SOURCE DOCUMENT:
►
Understanding the difference between an Island and a Rock in context of South China Sea Dispute

Understanding the difference between an Island and a Rock in context of South China Sea Dispute

Akshay Parashar, Anuraag Srivastava, Avadhi Patni, Balsera Sangma

Introduction
 
Nations along the South China Sea are caught in a dispute over the ownership of spate of islands and rocks found in South China Sea. The dispute reached its zenith with the declaration of the judgment by the arbitration tribunal on the case bought to it by Philippines. On 12th July, 2016, the tribunal ruled in favor of Philippines citing that claims made by China are not valid. But what exactly is the South China Sea dispute and where did it all start?
 
The South China Sea dispute revolves around island and maritime claims by several sovereign states- the Nation of Brunei, the People’s Republic of China, the Republic of China (Taiwan), Malaysia, the Republic of Indonesia, the Republic of the Philippines, and the Socialist Republic of Vietnam. There are estimated 11 billion barrels of oil, 190 trillion feet of natural gas and 10% of the world’s fisheries in the region and 30% of the global shipping trade passes through it, because of which many non-claimant nations wants to keep it as international waters. Several nations, especially US has conducted “freedom of navigation” operations to promote this situation. The importance of the South China Sea region is also the reason why the claimant nations want to assert their sovereignty on it.
◄
MATERIAL:
►
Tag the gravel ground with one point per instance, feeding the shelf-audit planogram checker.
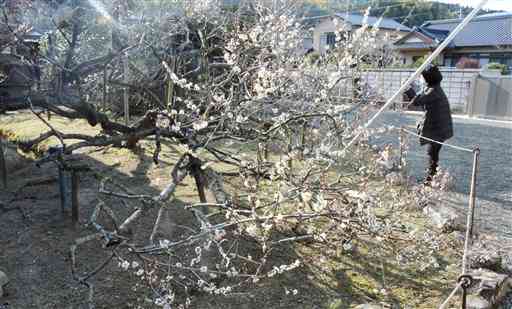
◄
ACTIONS TO TAKE:
a) Reproduce the stretch from "Akshay Parashar, Anuraag" through "it all start?" in the South China Sea article.
b) Carry on the South China Sea article from where it stops.

THE RESPONSES:
a)
Akshay Parashar, Anuraag Srivastava, Avadhi Patni, Balsera Sangma

Introduction
 
Nations along the South China Sea are caught in a dispute over the ownership of spate of islands and rocks found in South China Sea. The dispute reached its zenith with the declaration of the judgment by the arbitration tribunal on the case bought to it by Philippines. On 12th July, 2016, the tribunal ruled in favor of Philippines citing that claims made by China are not valid. But what exactly is the South China Sea dispute and where did it all start?

b)
The dispute started when Japan renounced all claims to the Spratly islands and other conquered islands and territories in the Treaty of San Francisco as well as Treaty of Peace with the Republic of China signed on 8 September 1951. The problem was that Japan did not indicate any successor states, thus leaving ambiguity regarding the ownership of the island chain. Thereafter there was multiple claim by various countries. Since China was not invited to the treaty talks, it issued its own the Declaration on the Draft Peace Treaty claiming its sovereignty over the archipelagos in the South China Sea, Including the Spratly Islands. The Philippines based its claim on its geographical proximity to the Spratly Islands. The Republic of China took control of the largest island, Taiping Island since 1946.Vietnam claims the islands have belonged to it since 17th century and began to occupy the westernmost islands. Malaysia joined the dispute in the early 1970s claiming the islands nearest to it. Brunei also extended its exclusive economic zone, claiming the Louisa Reef.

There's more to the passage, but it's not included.